● **Excerpt provided**
----
Just found that article ... easy to see how he and 0
could have much in common.

###

“LAMB: At one point you had a line in there, something to the effect, “My mother despised white people.”

GATES: My mother hated white people.

LAMB: All her life?

GATES: Probably. I didn’t know until — in 1959 we were watching Mike Wallace’s documentary called “The Hate that Hate Produced.”

It was about the Nation of Islam and I couldn’t believe — I mean, Malcolm X was talking about the white man was the devil and standing up in white people’s faces and telling them off.

It was great. I mean, it’s what black people did behind closed doors, but they would never do it in — I mean, they were too vulnerable to do it, say, where they worked, at the paper mill or downtown, as we would call it. And here was a guy who had the nerve to do that, and I think if I had been a character in a cartoon, my eyes would have gone Doing! — like this.

I couldn’t believe it. As I sat cowering in a corner of our living room, I glanced over at Mama and her face was radiant. I mean, this smile — beatific smile started to transform her face. And she said quite quietly, “Amen.” And then she said, “All right now,” and she sat up and she said, “Yes.”
----
● **Object pointing dataset rows**
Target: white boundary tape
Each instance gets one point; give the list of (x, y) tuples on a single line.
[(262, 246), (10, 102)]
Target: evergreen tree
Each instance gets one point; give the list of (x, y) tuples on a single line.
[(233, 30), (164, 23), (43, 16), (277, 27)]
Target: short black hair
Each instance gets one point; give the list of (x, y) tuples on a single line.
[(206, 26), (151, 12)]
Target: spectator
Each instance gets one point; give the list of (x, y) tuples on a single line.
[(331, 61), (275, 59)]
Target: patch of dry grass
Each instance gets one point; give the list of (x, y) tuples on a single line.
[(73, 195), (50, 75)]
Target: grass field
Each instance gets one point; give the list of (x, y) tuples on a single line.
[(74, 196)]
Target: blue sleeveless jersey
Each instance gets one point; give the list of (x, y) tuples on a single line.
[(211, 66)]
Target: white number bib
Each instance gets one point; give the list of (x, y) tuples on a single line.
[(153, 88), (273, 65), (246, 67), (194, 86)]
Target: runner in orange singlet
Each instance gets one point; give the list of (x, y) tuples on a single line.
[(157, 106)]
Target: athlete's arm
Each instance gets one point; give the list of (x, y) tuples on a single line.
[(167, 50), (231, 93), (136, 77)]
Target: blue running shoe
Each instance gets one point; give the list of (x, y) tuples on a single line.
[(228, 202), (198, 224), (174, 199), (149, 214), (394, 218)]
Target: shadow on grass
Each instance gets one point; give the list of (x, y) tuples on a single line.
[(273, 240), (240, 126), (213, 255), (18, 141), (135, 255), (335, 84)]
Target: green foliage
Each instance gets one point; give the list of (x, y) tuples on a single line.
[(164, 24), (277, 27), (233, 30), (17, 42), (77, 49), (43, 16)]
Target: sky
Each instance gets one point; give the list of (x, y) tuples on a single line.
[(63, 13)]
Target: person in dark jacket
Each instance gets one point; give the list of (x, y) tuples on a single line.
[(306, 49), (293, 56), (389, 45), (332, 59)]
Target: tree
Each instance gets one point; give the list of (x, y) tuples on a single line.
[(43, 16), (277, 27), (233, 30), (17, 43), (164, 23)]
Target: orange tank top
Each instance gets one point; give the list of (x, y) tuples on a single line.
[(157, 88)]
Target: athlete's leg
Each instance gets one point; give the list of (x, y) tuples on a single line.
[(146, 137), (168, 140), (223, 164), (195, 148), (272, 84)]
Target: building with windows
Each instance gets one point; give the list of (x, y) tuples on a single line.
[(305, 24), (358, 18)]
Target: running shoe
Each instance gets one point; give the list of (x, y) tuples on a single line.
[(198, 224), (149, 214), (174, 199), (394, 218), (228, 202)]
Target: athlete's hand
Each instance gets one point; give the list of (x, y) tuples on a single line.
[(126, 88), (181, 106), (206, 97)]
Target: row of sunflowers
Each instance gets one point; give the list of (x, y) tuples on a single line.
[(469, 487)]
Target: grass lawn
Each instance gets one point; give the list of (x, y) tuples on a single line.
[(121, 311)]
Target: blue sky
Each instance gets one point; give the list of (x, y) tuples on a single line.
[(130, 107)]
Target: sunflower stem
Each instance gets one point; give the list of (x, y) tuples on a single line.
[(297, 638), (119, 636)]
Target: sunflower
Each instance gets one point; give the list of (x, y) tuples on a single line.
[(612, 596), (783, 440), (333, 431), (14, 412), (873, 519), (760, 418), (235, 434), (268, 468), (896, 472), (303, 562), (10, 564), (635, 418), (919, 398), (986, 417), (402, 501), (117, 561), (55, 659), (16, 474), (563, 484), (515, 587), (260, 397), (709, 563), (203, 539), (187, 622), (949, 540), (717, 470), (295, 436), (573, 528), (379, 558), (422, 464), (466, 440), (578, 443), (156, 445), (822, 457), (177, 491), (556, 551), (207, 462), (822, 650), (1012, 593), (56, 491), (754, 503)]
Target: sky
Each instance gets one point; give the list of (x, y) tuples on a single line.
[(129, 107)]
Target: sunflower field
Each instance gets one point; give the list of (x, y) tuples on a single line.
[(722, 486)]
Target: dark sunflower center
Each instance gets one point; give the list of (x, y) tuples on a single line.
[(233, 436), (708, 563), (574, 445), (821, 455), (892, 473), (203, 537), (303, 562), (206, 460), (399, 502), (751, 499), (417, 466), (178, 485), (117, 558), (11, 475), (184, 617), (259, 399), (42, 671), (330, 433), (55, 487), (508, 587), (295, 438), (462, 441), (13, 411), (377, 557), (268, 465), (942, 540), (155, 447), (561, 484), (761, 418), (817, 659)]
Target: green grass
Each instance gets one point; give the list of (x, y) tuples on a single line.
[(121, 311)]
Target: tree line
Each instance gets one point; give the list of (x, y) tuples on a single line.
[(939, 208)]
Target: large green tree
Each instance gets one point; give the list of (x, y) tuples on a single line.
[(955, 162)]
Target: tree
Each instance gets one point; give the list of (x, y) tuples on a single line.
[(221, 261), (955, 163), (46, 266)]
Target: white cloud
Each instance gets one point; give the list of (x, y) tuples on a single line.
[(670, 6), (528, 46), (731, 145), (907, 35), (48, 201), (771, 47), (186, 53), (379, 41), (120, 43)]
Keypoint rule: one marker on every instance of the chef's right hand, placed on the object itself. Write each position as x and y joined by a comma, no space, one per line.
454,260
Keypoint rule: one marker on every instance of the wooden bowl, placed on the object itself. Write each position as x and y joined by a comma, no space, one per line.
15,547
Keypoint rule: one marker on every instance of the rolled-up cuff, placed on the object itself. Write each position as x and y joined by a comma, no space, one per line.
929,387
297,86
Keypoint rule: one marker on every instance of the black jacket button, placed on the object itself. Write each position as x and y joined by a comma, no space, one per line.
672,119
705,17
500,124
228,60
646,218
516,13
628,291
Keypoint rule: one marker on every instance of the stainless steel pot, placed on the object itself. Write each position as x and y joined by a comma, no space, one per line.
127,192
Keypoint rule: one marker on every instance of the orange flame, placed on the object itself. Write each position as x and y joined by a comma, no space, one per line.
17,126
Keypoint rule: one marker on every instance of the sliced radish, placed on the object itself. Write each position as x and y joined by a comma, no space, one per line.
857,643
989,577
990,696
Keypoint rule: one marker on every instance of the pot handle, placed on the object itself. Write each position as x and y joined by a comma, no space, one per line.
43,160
----
● **Tasks to complete**
1/ Can you rewrite the paragraph of the interview excerpt that begins "I couldn't believe it. As I sat cowering" more briefly, keeping its main facts?
2/ Will you write out the stretch of the interview excerpt from "Just found that" through "All her life?"?

● **Answers for the exercise**
1/ In disbelief, I sat cowering in a corner of our living room and glanced over at Mama. A beatific smile transformed her radiant face. She quietly said "Amen," then "All right now," and then sat up and said "Yes."

2/
Just found that article ... easy to see how he and 0
could have much in common.

###

“LAMB: At one point you had a line in there, something to the effect, “My mother despised white people.”

GATES: My mother hated white people.

LAMB: All her life?